Input material
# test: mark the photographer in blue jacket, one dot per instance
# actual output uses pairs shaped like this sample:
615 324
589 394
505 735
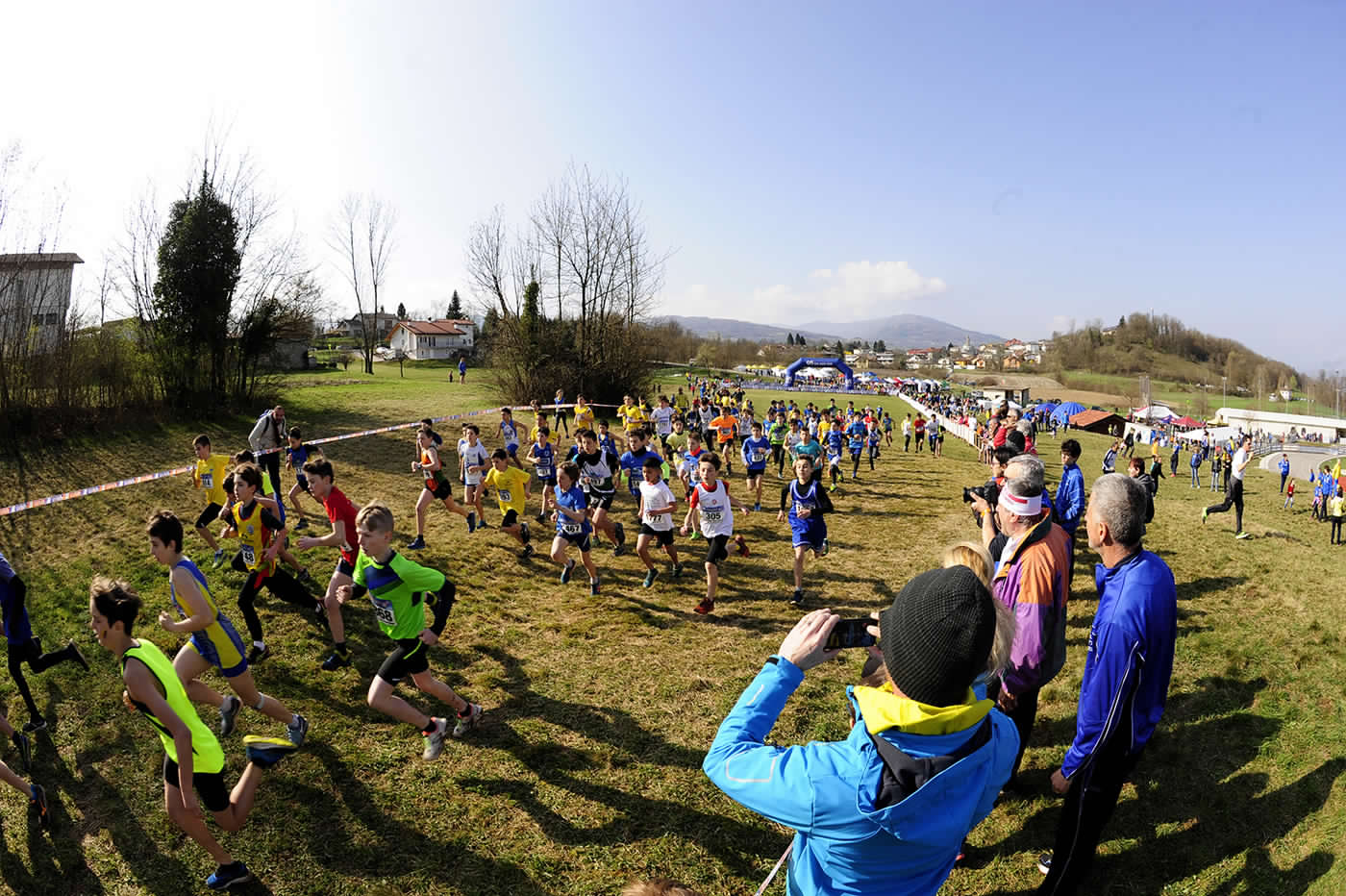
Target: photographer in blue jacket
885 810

==

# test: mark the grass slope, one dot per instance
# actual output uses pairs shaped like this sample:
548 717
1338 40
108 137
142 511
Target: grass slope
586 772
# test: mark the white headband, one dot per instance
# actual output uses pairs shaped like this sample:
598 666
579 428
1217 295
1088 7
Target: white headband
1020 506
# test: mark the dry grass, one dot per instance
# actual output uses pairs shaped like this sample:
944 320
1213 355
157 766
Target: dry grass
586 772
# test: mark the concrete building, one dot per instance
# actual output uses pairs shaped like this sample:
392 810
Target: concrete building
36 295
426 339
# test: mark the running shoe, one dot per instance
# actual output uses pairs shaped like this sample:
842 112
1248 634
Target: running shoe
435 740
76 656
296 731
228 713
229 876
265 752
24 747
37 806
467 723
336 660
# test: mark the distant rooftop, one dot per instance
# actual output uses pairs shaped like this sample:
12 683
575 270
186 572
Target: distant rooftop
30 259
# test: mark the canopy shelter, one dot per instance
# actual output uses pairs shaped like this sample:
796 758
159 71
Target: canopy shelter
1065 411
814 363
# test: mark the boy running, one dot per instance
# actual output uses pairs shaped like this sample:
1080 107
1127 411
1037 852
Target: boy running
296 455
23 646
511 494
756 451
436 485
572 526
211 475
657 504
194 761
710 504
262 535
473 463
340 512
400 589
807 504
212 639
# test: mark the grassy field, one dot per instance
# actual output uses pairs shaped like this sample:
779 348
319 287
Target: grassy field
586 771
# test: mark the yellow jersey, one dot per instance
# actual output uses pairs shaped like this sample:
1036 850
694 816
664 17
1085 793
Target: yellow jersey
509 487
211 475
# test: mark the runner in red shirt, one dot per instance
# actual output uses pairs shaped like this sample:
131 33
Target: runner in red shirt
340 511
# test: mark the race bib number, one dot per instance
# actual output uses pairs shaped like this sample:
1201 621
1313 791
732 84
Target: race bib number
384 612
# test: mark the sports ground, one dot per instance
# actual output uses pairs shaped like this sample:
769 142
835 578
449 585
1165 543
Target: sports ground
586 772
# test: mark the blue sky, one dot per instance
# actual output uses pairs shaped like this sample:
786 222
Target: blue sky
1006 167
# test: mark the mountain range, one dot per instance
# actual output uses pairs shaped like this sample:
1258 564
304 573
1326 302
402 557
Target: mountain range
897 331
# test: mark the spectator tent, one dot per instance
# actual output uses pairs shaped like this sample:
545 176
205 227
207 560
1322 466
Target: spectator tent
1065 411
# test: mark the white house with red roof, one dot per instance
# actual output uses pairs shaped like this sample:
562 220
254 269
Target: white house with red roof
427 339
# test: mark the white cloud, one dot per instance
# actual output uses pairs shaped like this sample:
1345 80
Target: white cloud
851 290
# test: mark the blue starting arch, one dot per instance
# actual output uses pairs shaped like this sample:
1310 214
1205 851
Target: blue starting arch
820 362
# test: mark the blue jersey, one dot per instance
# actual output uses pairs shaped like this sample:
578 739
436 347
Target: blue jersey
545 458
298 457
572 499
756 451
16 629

--

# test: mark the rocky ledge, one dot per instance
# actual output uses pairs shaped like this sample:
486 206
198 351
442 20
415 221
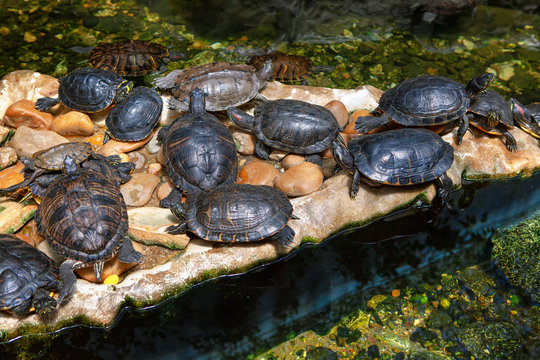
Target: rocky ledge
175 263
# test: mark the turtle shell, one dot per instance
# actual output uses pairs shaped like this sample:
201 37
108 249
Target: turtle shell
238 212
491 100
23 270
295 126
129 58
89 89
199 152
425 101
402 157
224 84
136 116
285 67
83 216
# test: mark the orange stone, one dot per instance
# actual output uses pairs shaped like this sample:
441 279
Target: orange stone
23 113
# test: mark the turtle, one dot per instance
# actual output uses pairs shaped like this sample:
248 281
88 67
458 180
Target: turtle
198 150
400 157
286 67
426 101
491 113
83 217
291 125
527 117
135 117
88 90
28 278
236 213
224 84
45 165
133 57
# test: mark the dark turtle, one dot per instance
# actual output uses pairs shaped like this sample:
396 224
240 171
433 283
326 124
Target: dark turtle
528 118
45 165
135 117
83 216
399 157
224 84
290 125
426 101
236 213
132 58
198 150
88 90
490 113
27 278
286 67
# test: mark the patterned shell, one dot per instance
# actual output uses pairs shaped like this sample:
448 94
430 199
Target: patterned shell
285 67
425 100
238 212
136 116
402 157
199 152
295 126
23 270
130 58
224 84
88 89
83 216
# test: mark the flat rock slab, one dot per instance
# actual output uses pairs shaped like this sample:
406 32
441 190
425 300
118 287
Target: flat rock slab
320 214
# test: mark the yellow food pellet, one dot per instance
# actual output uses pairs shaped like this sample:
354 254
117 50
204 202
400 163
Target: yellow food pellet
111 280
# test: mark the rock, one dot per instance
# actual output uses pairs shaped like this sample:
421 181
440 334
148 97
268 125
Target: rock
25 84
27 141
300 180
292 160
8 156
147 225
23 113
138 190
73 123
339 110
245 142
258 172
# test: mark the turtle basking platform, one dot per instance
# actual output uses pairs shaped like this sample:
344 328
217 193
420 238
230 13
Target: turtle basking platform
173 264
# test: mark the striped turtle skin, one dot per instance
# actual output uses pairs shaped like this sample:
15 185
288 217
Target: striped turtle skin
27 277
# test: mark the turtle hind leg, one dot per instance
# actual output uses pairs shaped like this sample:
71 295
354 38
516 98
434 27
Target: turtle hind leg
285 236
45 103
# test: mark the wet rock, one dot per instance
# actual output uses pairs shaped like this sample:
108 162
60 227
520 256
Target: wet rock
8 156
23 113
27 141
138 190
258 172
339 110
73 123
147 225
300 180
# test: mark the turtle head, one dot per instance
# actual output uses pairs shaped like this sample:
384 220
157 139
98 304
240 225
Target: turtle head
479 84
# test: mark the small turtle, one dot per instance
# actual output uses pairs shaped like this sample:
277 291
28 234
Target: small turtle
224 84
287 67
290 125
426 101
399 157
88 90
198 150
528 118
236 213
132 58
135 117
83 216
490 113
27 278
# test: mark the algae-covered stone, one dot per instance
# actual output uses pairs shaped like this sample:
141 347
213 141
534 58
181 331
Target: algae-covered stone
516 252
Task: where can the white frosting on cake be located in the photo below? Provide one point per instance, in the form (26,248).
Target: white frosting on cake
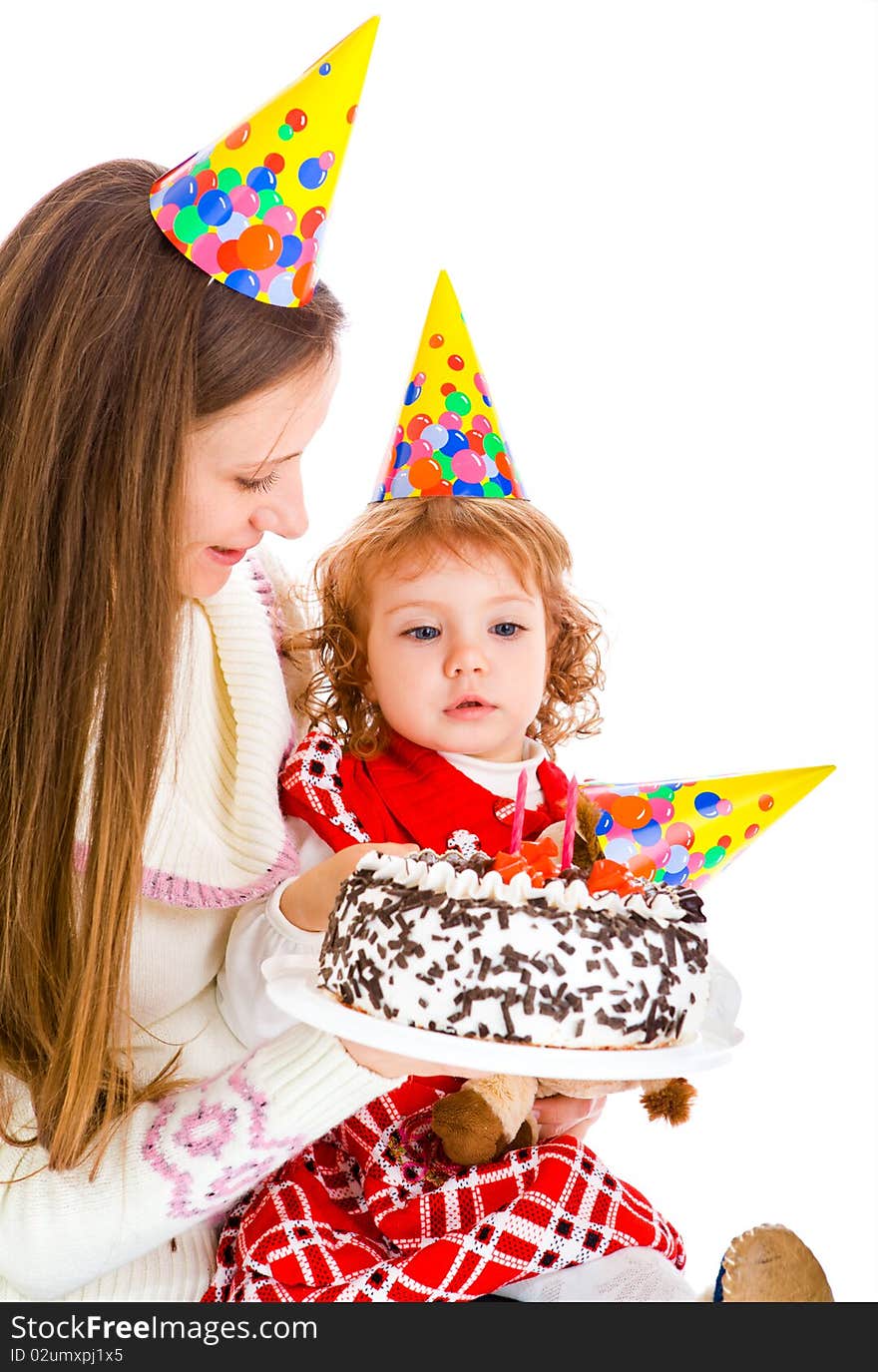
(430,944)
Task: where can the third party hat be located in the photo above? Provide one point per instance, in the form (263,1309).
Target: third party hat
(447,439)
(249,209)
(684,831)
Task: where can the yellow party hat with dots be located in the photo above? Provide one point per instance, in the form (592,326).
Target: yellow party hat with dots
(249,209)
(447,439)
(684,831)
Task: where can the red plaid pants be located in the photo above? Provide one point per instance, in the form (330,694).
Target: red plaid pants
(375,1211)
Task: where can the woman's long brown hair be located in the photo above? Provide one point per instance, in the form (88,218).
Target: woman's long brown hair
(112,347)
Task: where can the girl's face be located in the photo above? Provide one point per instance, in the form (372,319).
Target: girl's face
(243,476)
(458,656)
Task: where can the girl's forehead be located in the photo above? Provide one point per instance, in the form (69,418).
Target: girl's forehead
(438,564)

Your task
Check each line of the material for "point". Copy the ones that have it.

Output for this task
Task: where can the white frosting on cake be located in the photo below? Provide one point per instance, in the form (26,248).
Task: where can the third party hat be located in the photo above? Provide one point per instance, in the form (263,1309).
Task: where can the yellow party hat with dots be located in the photo above? Provide one point per instance, in the form (592,326).
Task: where can the red plaid pants be located in the photo above? Provide one point per instance, in the form (330,694).
Task: where can the woman's long brown hair be located in the photo above? Provide one point per instance, in the form (88,218).
Task: where can the girl's face be located in the photo above? Provide one point per instance, in the form (372,319).
Task: where can the girl's forehead be located in the photo above? Provide one point per instance, in the form (69,418).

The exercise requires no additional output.